Task 1 -
Name every organization that, according to the tribute to Stephen R. Anderson, granted him fellowship.
Task 2 -
Quote the tribute to Stephen R. Anderson word for word, taking everything from "Dorothy R. Diebold" down to "verbs) are optimal.".

Stephen R. Anderson

Dorothy R. Diebold Professor of Linguistics and Professor of Psychology and Cognitive Science

Steve Anderson, B.S. Illinois Institute of Technology, Ph.D. MIT, faculty member at Yale since 1994, after teaching at Harvard, UCLA, and Johns Hopkins: You are a renaissance linguist, fascinated with tout ce qui touche à la langue. Unique among leaders in the field, your career has been marked by continuing fundamental contributions across the areas of language science, including phonology, syntax, and especially morphology. With characteristic scholarship and precision, your work has shaped current understanding of linguistic structure, teaching us, among much else, that phonological rules can be locally ordered, that morphology is amorphous and word-based, and that clitics (and maybe even Germanic verbs) are optimal.

Your oeuvre compellingly demonstrates the importance of broadening the empirical range of linguistic investigation. You have extended the frontiers of modern linguistics to the islands of Scandinavia, the mountains of Grisons, and the Northwest Caucasus, and your voyages among the Celts of Brittany and the Kwakiutl of the Pacific Northwest have opened our eyes to the range of linguistic diversity and the profound unity of natural language. Your exploration of how the world’s languages can be counted has clarified the nature of language itself and demonstrated the parallelism between linguistic and biological evolution. You have been a powerful champion of the Chomskian program, where linguistics is the study of the human cognitive capacity for language. Your commitment to this enterprise has led you to argue that, however lovely Hugh Lofting’s story (thanks perhaps to its Connecticut provenance), Dr. Dolittle’s purported ability to talk to the animals must have been a delusion, a disappointing outcome for you, no doubt, given your love for members of the animal kingdom.

Matters historical have long been a concern of yours. Your magisterial history of phonology in the twentieth century remains the standard source. Your study of diachrony demonstrates how processes of language change can shape linguistic patterns, removing explanatory burden from the cognitive capacity and facilitating the development of a biological theory of language evolution. Linguists, psychologists, and scientists have lauded your contributions, granting you fellowship in the American Academy of Arts and Sciences, the American Association for the Advancement of Science, the Association for Psychological Science, and the Linguistic Society of America.

[Stored entries]
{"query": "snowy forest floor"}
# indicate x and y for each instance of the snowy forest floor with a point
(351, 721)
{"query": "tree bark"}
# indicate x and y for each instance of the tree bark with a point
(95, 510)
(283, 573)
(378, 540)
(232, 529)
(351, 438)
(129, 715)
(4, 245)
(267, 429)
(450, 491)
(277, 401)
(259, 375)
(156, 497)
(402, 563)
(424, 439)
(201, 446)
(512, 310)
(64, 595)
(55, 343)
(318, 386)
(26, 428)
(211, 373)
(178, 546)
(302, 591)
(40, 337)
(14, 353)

Task result 1 -
American Academy of Arts and Sciences
American Association for the Advancement of Science
Association for Psychological Science
Linguistic Society of America

Task result 2 -
Dorothy R. Diebold Professor of Linguistics and Professor of Psychology and Cognitive Science

Steve Anderson, B.S. Illinois Institute of Technology, Ph.D. MIT, faculty member at Yale since 1994, after teaching at Harvard, UCLA, and Johns Hopkins: You are a renaissance linguist, fascinated with tout ce qui touche à la langue. Unique among leaders in the field, your career has been marked by continuing fundamental contributions across the areas of language science, including phonology, syntax, and especially morphology. With characteristic scholarship and precision, your work has shaped current understanding of linguistic structure, teaching us, among much else, that phonological rules can be locally ordered, that morphology is amorphous and word-based, and that clitics (and maybe even Germanic verbs) are optimal.